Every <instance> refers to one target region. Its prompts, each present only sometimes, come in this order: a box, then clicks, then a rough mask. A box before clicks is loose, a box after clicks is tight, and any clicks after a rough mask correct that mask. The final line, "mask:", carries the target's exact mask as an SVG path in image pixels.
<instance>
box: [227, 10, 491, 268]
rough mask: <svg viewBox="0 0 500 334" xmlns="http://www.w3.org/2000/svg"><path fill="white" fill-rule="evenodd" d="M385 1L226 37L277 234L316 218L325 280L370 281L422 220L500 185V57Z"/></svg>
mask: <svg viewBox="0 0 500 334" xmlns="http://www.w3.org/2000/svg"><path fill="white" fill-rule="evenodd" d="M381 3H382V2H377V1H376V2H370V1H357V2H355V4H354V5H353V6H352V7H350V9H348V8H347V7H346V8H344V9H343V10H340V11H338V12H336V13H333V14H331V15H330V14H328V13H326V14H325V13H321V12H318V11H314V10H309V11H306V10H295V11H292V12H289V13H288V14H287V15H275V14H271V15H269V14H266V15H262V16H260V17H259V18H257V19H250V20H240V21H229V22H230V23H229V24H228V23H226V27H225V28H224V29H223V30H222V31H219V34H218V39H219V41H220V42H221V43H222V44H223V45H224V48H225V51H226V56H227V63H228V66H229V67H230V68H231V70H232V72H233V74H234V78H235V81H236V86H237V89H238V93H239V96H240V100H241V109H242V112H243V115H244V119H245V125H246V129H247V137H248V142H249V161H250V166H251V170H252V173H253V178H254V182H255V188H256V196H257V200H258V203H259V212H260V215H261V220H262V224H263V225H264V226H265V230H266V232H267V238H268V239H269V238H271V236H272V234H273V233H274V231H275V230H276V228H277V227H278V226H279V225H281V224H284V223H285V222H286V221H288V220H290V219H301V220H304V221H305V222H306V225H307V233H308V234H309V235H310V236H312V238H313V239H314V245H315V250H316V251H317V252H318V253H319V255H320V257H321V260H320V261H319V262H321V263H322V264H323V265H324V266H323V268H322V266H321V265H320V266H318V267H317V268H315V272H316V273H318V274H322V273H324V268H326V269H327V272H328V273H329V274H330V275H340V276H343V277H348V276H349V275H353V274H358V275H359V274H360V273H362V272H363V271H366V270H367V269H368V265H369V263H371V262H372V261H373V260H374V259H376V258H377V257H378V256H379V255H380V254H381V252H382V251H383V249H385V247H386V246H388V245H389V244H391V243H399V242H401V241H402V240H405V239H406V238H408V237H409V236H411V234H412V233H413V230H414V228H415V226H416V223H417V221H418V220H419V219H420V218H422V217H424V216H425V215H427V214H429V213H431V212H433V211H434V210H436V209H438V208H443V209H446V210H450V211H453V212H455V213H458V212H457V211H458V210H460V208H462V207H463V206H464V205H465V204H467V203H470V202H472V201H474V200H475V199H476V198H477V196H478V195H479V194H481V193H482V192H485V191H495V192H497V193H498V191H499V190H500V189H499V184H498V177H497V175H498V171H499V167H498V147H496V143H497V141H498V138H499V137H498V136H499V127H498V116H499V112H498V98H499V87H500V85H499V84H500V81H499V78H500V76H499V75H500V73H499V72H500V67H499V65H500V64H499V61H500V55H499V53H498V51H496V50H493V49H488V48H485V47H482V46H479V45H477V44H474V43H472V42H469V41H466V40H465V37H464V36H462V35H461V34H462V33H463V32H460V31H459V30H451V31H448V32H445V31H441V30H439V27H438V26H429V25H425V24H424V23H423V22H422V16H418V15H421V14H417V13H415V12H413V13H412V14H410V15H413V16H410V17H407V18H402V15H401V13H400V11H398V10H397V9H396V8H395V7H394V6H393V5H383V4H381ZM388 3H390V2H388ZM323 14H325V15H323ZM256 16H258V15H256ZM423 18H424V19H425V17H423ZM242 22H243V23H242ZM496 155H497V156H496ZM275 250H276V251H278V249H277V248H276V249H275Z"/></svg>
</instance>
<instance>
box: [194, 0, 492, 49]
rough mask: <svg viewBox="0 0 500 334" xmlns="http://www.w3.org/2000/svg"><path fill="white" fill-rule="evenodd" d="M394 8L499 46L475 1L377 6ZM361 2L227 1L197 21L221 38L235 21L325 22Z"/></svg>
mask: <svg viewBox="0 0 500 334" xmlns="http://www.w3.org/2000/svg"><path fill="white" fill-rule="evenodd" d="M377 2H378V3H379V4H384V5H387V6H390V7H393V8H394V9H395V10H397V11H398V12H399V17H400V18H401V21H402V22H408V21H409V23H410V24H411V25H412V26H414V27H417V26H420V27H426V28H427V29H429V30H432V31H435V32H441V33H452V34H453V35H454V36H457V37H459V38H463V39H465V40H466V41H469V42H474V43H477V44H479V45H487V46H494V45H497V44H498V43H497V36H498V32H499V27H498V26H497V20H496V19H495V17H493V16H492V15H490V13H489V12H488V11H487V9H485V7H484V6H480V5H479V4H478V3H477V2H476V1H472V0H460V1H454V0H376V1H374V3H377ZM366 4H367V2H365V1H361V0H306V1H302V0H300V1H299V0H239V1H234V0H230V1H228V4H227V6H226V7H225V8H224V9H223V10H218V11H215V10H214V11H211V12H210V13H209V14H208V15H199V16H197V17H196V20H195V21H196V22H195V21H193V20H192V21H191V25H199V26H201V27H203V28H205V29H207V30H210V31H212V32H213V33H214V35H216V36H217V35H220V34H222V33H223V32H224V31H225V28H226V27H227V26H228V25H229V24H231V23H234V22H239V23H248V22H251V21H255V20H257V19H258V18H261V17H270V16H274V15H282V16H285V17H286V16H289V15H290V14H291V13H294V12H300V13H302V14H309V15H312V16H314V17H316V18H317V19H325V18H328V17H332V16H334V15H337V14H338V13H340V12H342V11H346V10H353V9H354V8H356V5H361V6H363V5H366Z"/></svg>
════════════════
**WHAT TO PRODUCE:**
Write out exactly the lines from the beginning of the material above through the line with "box: [227, 10, 491, 268]", including both and omitting all others.

**EXERCISE SOLUTION:**
Every <instance> refers to one target region. Its prompts, each present only sometimes, come in this order: a box, then clicks, then a rough mask. A box before clicks is loose, a box after clicks is tight, and any clicks after a rough mask correct that mask. The final line, "mask:", carries the target's exact mask as an SVG path in image pixels.
<instance>
box: [227, 10, 491, 268]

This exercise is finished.